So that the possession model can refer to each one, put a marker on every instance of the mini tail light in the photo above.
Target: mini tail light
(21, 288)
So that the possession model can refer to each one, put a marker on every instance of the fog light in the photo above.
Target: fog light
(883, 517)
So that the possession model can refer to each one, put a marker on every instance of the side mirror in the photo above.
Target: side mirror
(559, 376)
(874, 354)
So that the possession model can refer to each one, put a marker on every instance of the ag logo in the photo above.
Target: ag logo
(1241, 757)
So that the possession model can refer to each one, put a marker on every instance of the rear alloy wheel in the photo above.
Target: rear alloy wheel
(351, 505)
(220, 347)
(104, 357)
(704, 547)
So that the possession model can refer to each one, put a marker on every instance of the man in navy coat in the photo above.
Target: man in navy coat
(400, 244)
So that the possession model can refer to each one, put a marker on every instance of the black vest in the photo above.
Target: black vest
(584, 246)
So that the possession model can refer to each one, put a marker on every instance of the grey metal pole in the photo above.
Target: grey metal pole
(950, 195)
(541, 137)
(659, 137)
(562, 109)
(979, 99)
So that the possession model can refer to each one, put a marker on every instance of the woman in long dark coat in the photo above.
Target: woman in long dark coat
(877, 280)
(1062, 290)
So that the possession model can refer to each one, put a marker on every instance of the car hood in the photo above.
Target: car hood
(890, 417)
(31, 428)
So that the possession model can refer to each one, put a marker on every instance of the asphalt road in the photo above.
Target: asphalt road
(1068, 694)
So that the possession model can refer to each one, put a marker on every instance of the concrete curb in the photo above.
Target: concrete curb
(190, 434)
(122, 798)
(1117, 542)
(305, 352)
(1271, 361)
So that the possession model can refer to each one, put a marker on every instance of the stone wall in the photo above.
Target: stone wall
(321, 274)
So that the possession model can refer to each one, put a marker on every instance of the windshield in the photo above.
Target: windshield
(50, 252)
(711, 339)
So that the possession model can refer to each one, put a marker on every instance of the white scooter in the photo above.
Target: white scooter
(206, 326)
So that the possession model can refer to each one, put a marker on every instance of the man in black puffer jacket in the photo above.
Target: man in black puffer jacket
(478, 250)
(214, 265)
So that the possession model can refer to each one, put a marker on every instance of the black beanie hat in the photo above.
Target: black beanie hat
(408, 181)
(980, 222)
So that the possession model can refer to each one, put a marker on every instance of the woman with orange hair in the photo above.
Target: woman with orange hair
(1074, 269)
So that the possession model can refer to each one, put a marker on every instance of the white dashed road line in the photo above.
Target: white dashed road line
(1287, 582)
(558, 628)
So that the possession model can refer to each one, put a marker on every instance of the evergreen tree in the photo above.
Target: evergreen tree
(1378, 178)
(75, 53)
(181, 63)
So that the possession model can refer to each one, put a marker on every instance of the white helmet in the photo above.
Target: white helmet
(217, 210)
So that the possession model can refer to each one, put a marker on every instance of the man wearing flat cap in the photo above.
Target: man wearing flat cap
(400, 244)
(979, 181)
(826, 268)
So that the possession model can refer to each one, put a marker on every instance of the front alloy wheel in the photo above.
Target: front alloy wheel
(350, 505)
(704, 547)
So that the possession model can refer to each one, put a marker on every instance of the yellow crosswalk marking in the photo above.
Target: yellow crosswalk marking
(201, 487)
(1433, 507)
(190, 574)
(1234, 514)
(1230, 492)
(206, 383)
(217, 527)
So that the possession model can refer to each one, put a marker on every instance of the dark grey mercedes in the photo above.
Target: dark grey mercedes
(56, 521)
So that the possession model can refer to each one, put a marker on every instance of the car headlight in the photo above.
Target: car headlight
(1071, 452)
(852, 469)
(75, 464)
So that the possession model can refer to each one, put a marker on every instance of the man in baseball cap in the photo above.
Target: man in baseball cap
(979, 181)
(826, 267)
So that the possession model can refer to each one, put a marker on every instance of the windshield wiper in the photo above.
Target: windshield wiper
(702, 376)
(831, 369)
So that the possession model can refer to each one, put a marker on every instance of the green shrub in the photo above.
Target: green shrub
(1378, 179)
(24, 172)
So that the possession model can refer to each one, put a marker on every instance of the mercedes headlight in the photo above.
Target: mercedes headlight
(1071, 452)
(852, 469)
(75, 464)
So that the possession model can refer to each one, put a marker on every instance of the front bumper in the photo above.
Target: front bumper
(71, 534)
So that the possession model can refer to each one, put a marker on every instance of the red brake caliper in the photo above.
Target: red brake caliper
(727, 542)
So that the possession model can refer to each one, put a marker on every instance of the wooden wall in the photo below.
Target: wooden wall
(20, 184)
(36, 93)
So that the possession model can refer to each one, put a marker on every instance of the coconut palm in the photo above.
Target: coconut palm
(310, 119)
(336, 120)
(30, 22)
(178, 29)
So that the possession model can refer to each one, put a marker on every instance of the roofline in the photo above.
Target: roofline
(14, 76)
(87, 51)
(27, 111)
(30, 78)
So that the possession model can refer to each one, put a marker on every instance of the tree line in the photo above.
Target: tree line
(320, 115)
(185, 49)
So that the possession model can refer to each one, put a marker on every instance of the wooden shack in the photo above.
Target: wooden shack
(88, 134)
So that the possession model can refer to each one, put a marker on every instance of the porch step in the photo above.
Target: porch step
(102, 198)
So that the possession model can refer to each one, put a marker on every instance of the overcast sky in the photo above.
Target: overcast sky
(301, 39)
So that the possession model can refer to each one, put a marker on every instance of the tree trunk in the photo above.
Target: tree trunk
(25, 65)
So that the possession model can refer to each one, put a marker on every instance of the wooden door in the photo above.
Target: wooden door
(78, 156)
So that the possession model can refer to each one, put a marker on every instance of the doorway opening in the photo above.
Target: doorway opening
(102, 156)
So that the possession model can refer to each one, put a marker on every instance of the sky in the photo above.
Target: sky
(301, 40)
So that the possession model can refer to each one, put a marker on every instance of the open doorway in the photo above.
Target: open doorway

§ **AIM OF THE EXERCISE**
Nothing above should be left out. Print all the records exactly.

§ **ANSWER AREA**
So that the possession model can refer to each one, put a marker on every instance of the mini tail light in the photo above.
Target: mini tail light
(21, 288)
So that the possession model can refer to each one, put a marker on every instance of the fog light in the photo above.
Target: fog light
(883, 517)
So that the possession model can refer to each one, put a marker on every instance of the side mirror in the photo above.
Target: side mirror
(559, 376)
(874, 354)
So that the possession model can refer to each one, put a marker on every instance of the ag logo in the photo above.
Target: ag logo
(1241, 757)
So that the possession model can refer to each one, put a marker on every instance of the rear alloy wheel in the photo above.
Target: rear alloy wheel
(351, 505)
(220, 347)
(104, 357)
(704, 547)
So that the possession model can refer to each one, put a marker on every instance of the man in navy coat in the photo above.
Target: man in navy coat
(400, 244)
So that the possession model can refer to each one, put a marker on every instance of the black vest in the photo above.
Target: black vest
(584, 246)
So that the possession model can refer to each one, put a marker on every instance of the grey metal pole in the photo above.
Target: grey metal pole
(950, 195)
(541, 137)
(659, 137)
(562, 109)
(979, 99)
So that the possession model can refer to each one, put a marker on every instance of the woman in long dark coat in the photo above.
Target: woman in long dark coat
(877, 280)
(1062, 290)
So that the possession model can refer to each one, put a marker on every instance of the car hood in the photo above.
Target: car hood
(890, 417)
(31, 428)
So that the possession model can refer to each one, put a marker on every instance of the asphalt road in the photo above.
Target: asphalt road
(1068, 694)
So that the possession model can refer to each one, put a marker on every instance of the concrete curb in the photo above.
Target: concrete curb
(190, 434)
(122, 798)
(1117, 542)
(305, 352)
(1271, 361)
So that the possession model can refer to each one, put a marker on every instance of the stone wall in the photo above.
Target: stone wall
(321, 274)
So that the possession model can refer to each one, put a marker on every instance of the windshield in the photo above.
Target: windshield
(50, 252)
(711, 339)
So that the possession model can refer to each one, put a marker on every instance of the white scooter in the photo above.
Target: white scooter
(206, 326)
So that the possession model can refer to each one, put a marker on every instance of the man in black puffer jacket in the photo above.
Target: man in black puffer jacket
(478, 250)
(214, 265)
So that the possession model can refer to each one, put a marker on every instance of the black beanie hat in the photo above.
Target: black beanie hat
(408, 181)
(980, 222)
So that the possession model can refer to each one, put a marker on every instance of the woman with orange hair in the photo above.
Target: woman with orange hair
(1074, 269)
So that the possession model can refer to each one, put a marker on every instance of the white dashed road line in the photo above.
Target: white dashed road line
(1287, 582)
(558, 628)
So that the possession model can refer to each one, put a marker on every instance of the evergreen tree in the photo above.
Target: evergreen tree
(1378, 178)
(75, 53)
(181, 63)
So that the possession model can refer to each one, put a marker on every instance of the white helmet in the photo above.
Target: white helmet
(217, 210)
So that the possession model can refer to each one, put a marker on every instance of the man wearing flat cap in the photo above.
Target: man wearing flat cap
(400, 244)
(979, 181)
(826, 268)
So that the possession model can refer to each one, put a marker on every instance of the front alloy wheel in the photo above.
Target: front alloy wheel
(350, 505)
(704, 547)
So that the possession model can refer to each one, put a marker on every instance of the yellow crosswalk marking in the photo above.
Target: yellow crosswalk marking
(201, 487)
(1433, 507)
(190, 574)
(1234, 514)
(1230, 492)
(206, 383)
(217, 527)
So that the possession model can refer to each one, put a marker on every instance of the dark grey mercedes in the photo above.
Target: dark grey mercedes
(56, 521)
So that the possession model can refer to each one, put a marker on every instance of the car headlight in the photo above.
Target: car headlight
(1071, 452)
(852, 469)
(75, 464)
So that the possession model can refer to each one, put a marker on every instance of the man in baseball cap in the photo above.
Target: man in baseball cap
(979, 181)
(826, 267)
So that the possession model can refer to each one, put a marker on every instance of the windshield wiper in the photo above.
Target: windshield wiper
(702, 376)
(831, 369)
So that the possession model can refer to each one, put a marker on every instance of the green shrub in the photo above.
Target: green shrub
(1378, 179)
(24, 172)
So that the possession model can refer to each one, put a marker on every instance of the mercedes headlight in the photo above.
Target: mercedes headlight
(1071, 452)
(852, 469)
(75, 464)
So that the possession model can refer to each one, put a marker on every instance of the front bumper in the photo above.
Target: front bumper
(71, 534)
So that the possession model can refer to each one, put a marker on every instance of the red brake caliper in the photo above.
Target: red brake caliper
(727, 542)
So that the possession model can refer to each one, put a marker on every instance of the wooden wall in the photo below.
Target: wooden wall
(20, 184)
(36, 93)
So that the possession model can refer to each one, put a marker on every instance of the coconut palm in the photo above.
Target: coconut palm
(310, 119)
(336, 120)
(30, 22)
(178, 29)
So that the possession model can refer to each one, put a marker on every instance of the roofline in the photo above.
Target: roofline
(14, 76)
(87, 51)
(27, 111)
(30, 78)
So that the possession model can refer to each one, put a marker on every instance of the tree line in the photo above.
Target: tree line
(320, 115)
(185, 49)
So that the possession model can refer to each one, put a marker on every instance of the wooden shack in the photo above.
Target: wooden shack
(88, 134)
So that the possession model can refer to each one, put a marker on every instance of the porch step in the photo above.
Target: porch step
(102, 198)
So that the possession model can refer to each one, put a marker on every instance of the overcast sky in the photo above.
Target: overcast sky
(301, 39)
So that the possession model can refer to each one, put a marker on every instance of the tree trunk in the photo above.
Target: tree trunk
(25, 65)
So that the possession model can refer to each one, put a marker on every instance of the wooden door in the photo above.
Target: wooden door
(78, 156)
So that the possession model can refer to each one, put a marker on every instance of the doorway opening in the photo above.
Target: doorway opening
(102, 156)
So that the possession model can refer to each one, put a marker on every instance of the sky in the photo above.
Target: sky
(301, 40)
So that the possession model can refer to each one, put a marker on every instance of the open doorway in the photo above.
Target: open doorway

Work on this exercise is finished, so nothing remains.